▶ DO THIS
From the records below, pull out every line from the one containing "In this UI capture, mark the location of the swimming" up to and including the one containing "[308,0,600,65]". Copy those lines word for word and give nothing else.

Object detection data
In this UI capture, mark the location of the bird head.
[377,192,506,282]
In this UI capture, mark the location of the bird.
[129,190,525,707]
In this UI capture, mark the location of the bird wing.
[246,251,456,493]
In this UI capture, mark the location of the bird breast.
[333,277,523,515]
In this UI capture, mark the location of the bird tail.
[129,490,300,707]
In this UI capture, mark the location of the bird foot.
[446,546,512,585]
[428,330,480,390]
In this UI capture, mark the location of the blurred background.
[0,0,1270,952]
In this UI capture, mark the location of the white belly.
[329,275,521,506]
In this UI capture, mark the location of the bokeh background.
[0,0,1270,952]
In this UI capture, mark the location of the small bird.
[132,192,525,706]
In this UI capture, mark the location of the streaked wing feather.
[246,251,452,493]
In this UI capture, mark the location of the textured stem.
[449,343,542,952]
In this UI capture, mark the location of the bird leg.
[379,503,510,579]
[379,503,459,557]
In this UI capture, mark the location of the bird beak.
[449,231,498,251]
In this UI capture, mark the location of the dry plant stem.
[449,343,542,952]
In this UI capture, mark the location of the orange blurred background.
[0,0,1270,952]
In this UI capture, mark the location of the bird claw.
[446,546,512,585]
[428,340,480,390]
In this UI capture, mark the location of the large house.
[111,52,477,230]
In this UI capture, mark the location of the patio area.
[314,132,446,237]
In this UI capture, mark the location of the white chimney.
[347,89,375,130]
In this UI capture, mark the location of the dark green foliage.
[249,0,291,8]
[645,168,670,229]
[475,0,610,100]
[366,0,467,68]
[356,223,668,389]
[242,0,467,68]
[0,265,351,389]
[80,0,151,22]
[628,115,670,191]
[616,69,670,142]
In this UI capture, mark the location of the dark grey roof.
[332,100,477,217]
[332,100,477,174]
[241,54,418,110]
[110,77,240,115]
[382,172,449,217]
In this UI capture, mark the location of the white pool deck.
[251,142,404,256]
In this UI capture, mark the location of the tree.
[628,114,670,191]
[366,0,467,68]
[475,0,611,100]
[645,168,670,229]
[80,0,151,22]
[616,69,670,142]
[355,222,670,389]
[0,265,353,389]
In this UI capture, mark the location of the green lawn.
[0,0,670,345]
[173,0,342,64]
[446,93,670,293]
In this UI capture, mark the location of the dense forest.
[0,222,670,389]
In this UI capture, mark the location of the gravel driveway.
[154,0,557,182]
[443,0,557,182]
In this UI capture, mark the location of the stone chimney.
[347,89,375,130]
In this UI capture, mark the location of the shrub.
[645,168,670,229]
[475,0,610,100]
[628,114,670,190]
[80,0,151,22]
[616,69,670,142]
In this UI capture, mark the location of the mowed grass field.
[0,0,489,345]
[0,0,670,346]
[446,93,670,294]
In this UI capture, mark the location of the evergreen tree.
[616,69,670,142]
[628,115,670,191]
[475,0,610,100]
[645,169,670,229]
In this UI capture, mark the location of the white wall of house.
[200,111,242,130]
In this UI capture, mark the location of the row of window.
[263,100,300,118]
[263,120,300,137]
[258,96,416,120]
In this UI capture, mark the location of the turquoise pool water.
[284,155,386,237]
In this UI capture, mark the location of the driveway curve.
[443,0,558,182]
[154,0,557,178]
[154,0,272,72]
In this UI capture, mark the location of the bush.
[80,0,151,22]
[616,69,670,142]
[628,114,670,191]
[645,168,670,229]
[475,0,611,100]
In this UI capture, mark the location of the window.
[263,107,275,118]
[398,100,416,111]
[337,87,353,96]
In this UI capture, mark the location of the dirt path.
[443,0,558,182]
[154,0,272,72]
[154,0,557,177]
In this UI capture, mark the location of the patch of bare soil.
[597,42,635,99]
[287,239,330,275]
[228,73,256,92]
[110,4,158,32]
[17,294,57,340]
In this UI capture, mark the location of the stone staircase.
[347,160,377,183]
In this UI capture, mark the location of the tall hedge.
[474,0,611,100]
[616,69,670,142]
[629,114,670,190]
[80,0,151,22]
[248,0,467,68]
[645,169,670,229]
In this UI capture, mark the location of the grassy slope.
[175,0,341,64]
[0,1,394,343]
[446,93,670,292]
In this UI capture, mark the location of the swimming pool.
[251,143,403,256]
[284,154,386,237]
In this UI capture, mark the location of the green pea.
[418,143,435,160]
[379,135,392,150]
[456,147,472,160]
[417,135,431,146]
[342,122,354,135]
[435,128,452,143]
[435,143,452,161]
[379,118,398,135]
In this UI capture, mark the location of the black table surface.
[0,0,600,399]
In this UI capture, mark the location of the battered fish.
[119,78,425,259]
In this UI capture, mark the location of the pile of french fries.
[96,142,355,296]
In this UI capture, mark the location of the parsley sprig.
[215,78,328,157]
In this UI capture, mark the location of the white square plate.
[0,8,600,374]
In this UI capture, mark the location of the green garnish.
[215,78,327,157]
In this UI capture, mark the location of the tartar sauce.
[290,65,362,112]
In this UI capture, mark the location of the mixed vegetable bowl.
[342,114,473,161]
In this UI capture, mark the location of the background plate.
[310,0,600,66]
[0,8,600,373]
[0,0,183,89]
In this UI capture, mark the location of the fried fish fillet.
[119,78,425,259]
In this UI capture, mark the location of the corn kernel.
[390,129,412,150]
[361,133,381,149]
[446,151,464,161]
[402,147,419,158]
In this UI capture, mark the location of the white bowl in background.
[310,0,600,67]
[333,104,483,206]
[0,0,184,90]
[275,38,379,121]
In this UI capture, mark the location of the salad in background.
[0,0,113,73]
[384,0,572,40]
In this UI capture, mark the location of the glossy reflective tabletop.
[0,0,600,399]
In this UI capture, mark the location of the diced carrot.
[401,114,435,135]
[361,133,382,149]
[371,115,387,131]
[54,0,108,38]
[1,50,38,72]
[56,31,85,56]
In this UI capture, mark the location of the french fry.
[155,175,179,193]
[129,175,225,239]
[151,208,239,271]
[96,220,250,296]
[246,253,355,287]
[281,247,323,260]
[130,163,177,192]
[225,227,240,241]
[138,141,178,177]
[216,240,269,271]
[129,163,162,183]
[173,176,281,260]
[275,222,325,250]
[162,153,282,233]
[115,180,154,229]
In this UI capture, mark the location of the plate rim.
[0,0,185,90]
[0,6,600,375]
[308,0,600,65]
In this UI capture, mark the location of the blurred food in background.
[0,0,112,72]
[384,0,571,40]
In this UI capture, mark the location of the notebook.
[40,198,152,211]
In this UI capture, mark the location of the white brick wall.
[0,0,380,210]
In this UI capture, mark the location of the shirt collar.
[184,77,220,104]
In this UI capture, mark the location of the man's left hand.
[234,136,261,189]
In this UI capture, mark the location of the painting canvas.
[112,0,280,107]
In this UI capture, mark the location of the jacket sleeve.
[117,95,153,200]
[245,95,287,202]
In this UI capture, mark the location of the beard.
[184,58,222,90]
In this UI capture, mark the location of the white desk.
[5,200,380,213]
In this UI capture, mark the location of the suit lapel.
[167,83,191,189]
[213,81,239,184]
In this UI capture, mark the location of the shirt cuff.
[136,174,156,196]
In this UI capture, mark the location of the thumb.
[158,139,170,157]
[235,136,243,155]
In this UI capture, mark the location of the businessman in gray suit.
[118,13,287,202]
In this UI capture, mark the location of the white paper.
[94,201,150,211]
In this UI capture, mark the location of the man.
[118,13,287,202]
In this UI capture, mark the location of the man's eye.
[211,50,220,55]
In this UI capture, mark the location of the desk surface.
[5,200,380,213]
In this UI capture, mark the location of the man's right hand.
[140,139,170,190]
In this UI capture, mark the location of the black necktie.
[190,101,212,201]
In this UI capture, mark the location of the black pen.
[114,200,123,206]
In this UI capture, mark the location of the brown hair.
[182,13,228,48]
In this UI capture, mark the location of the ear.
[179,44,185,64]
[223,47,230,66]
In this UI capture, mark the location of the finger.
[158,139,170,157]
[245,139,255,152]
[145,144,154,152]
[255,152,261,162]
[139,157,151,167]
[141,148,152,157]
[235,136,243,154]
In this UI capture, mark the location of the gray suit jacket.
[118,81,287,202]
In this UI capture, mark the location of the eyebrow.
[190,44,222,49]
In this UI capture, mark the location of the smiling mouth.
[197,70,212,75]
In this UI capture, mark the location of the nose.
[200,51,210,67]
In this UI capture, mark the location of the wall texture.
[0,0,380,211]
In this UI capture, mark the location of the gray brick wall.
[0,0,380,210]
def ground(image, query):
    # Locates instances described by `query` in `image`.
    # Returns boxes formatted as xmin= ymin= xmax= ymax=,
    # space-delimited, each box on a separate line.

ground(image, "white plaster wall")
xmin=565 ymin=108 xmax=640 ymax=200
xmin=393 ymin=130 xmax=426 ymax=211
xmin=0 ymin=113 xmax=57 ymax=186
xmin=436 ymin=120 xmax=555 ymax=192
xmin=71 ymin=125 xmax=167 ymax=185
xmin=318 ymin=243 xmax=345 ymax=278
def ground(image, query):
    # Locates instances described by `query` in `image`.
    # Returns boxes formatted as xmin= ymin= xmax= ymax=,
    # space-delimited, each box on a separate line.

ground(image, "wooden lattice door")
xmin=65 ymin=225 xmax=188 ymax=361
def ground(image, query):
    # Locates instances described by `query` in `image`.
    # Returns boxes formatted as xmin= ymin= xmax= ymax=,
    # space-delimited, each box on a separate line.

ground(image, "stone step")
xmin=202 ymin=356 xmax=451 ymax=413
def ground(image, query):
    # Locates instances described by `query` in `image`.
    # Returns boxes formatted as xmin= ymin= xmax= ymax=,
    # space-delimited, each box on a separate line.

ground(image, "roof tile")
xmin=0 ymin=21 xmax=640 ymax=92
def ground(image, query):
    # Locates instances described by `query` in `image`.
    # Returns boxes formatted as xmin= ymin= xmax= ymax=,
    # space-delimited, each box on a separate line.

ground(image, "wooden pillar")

▶ OUTPUT FOR THIS TASK
In this UI capture, mark the location of the swimming pool.
[251,143,403,256]
[284,154,386,237]
In this UI capture, mark the location of the green pea.
[418,143,435,160]
[379,135,392,150]
[456,147,472,160]
[417,135,431,146]
[342,122,354,135]
[435,128,452,143]
[435,143,452,161]
[379,118,398,135]
In this UI capture, mark the location of the black table surface.
[0,0,600,399]
In this UI capture, mark the location of the battered fish.
[119,78,425,259]
In this UI capture, mark the location of the pile of french fries.
[96,142,355,296]
In this UI capture, mark the location of the parsley sprig.
[215,78,328,157]
In this UI capture, mark the location of the white square plate.
[0,8,600,374]
In this UI capture, mark the location of the green garnish.
[215,78,327,157]
In this UI capture, mark the location of the tartar sauce.
[290,65,362,112]
In this UI capture, mark the location of the mixed vegetable bowl.
[342,114,473,161]
In this UI capture, mark the location of the background plate.
[310,0,600,66]
[0,8,600,373]
[0,0,183,89]
In this UI capture, mark the location of the fried fish fillet.
[119,78,425,259]
In this UI capture, mark the location of the corn kernel.
[390,129,412,150]
[361,133,381,149]
[446,151,464,161]
[402,147,419,158]
In this UI capture, mark the location of the white bowl in background.
[310,0,600,67]
[333,104,483,206]
[0,0,184,90]
[275,38,379,121]
In this UI capture, mark the location of the salad in background.
[0,0,113,73]
[384,0,572,40]
In this UI capture, mark the location of the glossy reflective tabletop.
[0,0,600,399]
In this UI capture, mark the location of the diced carrot.
[401,114,435,135]
[361,133,382,149]
[371,115,387,131]
[54,0,108,38]
[1,50,38,72]
[56,31,85,56]
In this UI capture, mark the location of the french fry.
[155,175,179,193]
[129,175,225,239]
[151,208,239,271]
[96,220,250,296]
[246,253,355,287]
[281,247,323,260]
[130,163,177,192]
[225,227,240,241]
[138,141,178,177]
[216,240,269,271]
[129,163,162,183]
[173,176,281,260]
[275,222,325,250]
[162,153,282,233]
[115,180,154,229]
In this UI capture, mark the location of the plate rim.
[0,0,185,90]
[0,6,600,375]
[308,0,600,65]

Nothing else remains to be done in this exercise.